- **What the exercise asks**
Copy out the items verbatim, beginning at the line containing "Could you kindly segment every instance of the **wet" and ending after the line containing "0 839 L 403".

Contour labeling entries:
________________

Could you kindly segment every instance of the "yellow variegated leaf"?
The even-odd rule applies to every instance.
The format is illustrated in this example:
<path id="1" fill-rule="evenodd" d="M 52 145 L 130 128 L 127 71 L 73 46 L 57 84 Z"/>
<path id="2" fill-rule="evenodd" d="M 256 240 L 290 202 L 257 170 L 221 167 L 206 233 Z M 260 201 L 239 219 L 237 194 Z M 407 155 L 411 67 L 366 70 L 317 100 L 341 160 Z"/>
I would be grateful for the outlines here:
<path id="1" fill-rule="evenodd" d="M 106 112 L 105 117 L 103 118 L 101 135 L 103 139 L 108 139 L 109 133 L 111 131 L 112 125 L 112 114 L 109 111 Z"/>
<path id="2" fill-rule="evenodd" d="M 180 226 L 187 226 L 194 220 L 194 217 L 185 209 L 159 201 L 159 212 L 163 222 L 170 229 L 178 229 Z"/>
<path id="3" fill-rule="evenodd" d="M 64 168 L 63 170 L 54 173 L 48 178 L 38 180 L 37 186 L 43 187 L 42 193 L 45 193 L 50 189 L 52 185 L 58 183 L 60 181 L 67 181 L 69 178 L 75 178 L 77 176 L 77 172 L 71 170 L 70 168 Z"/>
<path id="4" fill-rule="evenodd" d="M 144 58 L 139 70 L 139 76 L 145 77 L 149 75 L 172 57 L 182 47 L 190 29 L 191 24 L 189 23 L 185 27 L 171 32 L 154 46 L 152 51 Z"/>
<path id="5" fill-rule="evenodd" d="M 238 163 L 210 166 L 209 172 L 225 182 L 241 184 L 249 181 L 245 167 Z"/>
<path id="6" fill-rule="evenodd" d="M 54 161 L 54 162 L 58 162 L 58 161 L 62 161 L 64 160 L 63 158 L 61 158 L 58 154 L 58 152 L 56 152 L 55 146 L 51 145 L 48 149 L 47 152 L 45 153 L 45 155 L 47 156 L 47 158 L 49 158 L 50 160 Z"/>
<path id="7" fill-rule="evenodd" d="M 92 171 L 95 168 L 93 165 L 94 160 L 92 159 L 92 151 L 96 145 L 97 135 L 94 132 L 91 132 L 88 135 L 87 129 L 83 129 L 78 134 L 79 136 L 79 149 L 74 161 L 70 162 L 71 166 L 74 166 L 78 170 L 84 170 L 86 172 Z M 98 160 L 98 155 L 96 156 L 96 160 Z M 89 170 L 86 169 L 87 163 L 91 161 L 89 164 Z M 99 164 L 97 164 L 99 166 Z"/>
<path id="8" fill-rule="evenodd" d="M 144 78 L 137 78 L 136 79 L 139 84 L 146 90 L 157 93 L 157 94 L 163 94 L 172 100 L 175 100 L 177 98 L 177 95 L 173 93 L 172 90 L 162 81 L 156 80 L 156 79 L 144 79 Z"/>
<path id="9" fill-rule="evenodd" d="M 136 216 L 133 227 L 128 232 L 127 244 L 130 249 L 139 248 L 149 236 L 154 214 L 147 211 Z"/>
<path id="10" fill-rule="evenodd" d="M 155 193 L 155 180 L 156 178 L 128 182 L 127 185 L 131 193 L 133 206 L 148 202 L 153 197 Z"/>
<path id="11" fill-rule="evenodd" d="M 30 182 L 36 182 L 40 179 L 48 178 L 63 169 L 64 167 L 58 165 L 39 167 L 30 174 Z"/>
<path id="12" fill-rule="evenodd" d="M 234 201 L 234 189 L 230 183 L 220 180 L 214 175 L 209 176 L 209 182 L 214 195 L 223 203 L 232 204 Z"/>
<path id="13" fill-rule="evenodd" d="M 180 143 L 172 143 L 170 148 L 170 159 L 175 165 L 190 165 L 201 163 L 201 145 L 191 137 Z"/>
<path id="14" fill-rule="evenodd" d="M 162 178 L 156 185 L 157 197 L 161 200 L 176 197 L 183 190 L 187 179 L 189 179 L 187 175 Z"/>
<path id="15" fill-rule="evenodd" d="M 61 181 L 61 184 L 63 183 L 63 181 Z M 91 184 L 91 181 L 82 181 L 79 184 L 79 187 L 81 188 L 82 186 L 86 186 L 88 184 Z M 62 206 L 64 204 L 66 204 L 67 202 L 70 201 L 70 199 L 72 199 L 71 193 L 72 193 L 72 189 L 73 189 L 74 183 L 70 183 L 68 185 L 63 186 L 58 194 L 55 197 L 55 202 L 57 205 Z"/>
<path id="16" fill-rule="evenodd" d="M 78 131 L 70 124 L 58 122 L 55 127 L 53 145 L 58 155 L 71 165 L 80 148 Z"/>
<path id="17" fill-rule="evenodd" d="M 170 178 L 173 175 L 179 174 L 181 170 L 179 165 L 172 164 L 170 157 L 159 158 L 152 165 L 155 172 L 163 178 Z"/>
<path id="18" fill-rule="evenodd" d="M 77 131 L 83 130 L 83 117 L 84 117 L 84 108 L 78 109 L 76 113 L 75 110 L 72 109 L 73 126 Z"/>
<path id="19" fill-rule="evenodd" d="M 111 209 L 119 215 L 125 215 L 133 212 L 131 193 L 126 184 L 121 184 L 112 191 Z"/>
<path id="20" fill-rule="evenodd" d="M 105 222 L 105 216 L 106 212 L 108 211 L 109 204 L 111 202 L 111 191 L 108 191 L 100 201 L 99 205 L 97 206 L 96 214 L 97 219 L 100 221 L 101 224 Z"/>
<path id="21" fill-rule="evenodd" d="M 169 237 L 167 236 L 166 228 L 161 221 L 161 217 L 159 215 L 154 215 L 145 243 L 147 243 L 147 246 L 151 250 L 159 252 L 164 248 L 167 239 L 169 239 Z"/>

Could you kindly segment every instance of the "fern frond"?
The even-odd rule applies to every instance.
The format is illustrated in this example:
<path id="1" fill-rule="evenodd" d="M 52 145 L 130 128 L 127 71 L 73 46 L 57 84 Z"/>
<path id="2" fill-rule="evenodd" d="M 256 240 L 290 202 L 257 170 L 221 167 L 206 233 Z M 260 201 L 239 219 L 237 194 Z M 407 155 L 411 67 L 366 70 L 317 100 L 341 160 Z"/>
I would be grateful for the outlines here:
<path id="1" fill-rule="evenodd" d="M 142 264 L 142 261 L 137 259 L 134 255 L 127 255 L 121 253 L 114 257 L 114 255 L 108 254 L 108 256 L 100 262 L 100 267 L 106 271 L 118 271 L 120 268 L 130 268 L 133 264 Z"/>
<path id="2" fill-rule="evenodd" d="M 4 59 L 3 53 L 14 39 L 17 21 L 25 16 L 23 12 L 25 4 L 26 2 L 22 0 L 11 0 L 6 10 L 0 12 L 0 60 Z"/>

________________

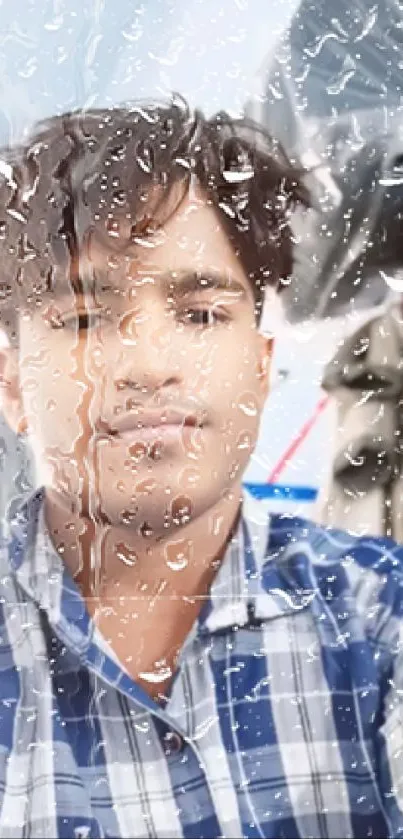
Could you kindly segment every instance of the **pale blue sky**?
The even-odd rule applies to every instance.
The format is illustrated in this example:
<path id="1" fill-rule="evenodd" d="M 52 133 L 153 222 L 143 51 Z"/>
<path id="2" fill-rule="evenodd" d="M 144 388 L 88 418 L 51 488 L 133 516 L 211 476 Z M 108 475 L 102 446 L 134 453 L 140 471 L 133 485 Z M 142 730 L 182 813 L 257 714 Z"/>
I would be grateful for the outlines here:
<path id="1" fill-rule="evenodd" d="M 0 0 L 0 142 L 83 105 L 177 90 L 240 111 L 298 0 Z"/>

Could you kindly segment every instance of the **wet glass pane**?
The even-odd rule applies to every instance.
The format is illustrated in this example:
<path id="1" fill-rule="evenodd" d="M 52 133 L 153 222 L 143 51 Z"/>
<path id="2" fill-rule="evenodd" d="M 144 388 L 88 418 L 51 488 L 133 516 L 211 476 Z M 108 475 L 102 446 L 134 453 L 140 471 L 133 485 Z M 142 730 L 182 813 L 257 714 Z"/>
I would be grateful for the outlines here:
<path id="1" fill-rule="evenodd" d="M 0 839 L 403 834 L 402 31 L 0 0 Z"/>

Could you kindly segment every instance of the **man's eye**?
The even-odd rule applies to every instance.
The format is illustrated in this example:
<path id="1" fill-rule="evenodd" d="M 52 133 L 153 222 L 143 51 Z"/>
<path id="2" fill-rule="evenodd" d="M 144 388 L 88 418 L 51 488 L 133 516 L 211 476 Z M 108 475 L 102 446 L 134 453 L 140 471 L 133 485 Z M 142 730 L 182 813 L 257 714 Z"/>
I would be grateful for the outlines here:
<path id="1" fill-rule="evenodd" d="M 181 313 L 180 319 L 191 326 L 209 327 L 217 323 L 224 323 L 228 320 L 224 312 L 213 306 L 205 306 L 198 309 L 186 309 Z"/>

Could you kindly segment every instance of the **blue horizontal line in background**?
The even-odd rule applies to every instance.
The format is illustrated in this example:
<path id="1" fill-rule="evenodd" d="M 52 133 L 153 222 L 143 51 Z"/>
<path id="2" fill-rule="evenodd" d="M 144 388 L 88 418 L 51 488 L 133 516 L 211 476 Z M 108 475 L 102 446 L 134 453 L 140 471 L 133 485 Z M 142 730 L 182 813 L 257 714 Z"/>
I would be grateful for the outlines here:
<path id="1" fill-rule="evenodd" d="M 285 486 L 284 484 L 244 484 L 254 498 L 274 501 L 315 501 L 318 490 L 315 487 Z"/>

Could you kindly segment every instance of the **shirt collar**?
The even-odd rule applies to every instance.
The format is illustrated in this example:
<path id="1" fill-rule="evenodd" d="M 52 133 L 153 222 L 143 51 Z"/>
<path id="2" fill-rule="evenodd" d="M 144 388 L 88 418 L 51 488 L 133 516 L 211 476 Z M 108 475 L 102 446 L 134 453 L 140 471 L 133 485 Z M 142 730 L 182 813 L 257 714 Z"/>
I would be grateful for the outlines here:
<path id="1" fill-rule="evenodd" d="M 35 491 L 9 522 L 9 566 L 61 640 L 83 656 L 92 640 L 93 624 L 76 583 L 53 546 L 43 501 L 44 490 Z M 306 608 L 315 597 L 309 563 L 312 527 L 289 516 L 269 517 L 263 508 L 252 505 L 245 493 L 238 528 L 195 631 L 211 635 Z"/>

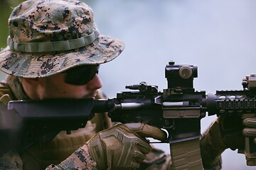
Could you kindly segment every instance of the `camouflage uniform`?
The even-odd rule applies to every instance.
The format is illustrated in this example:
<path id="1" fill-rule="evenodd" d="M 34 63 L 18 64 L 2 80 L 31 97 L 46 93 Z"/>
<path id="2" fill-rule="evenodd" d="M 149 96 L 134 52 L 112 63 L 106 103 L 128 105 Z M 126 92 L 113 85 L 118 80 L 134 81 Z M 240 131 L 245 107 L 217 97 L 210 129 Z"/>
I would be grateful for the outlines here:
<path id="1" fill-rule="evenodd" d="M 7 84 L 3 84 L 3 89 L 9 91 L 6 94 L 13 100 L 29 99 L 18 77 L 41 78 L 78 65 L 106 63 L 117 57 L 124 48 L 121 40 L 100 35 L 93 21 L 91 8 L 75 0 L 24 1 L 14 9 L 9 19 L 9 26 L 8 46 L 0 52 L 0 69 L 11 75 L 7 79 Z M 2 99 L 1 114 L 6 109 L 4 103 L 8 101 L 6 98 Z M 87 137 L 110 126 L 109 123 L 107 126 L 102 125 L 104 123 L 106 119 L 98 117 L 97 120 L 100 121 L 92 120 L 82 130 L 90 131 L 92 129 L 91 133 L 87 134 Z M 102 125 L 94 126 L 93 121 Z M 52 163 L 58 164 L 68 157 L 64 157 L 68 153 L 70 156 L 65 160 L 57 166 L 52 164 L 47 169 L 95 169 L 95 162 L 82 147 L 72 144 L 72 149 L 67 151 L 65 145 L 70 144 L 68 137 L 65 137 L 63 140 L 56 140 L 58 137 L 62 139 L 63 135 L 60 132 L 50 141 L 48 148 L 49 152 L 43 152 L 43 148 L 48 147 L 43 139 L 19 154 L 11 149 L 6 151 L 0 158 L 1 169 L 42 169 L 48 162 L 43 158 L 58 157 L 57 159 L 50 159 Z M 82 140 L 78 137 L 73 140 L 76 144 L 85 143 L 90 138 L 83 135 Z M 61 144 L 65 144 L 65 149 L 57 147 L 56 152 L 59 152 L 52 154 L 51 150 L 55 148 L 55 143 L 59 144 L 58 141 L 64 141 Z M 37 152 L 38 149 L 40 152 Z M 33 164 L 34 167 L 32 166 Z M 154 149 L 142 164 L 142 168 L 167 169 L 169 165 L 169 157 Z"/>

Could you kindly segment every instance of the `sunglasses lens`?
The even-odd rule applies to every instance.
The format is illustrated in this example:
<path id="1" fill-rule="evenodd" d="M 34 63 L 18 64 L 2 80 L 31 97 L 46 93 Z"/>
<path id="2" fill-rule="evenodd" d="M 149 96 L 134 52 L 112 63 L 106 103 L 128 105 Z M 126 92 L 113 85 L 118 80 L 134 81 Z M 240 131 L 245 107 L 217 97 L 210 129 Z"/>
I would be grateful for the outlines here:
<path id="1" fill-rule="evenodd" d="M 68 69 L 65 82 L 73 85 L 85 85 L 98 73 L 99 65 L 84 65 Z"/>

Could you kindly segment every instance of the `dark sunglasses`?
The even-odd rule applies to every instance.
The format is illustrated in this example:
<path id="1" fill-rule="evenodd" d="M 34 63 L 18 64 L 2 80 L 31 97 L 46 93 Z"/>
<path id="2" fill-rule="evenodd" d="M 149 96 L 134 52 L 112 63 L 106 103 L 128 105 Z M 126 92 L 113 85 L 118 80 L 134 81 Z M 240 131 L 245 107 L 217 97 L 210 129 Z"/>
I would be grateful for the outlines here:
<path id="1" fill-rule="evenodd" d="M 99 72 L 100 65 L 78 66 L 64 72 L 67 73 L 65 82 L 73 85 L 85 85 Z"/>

________________

- **Exercise result**
Could you kindly segment every instance of the **wet glass pane**?
The even-odd rule applies to every instance.
The format is illustrated in this example:
<path id="1" fill-rule="evenodd" d="M 52 133 L 153 222 L 143 51 Z"/>
<path id="2" fill-rule="evenodd" d="M 144 388 L 88 418 L 51 488 L 133 516 L 211 476 Z M 108 475 L 102 446 L 134 453 L 140 471 L 133 485 Z M 142 730 L 182 813 L 257 714 Z"/>
I would be grateful for the outlines here:
<path id="1" fill-rule="evenodd" d="M 0 839 L 403 834 L 402 31 L 0 0 Z"/>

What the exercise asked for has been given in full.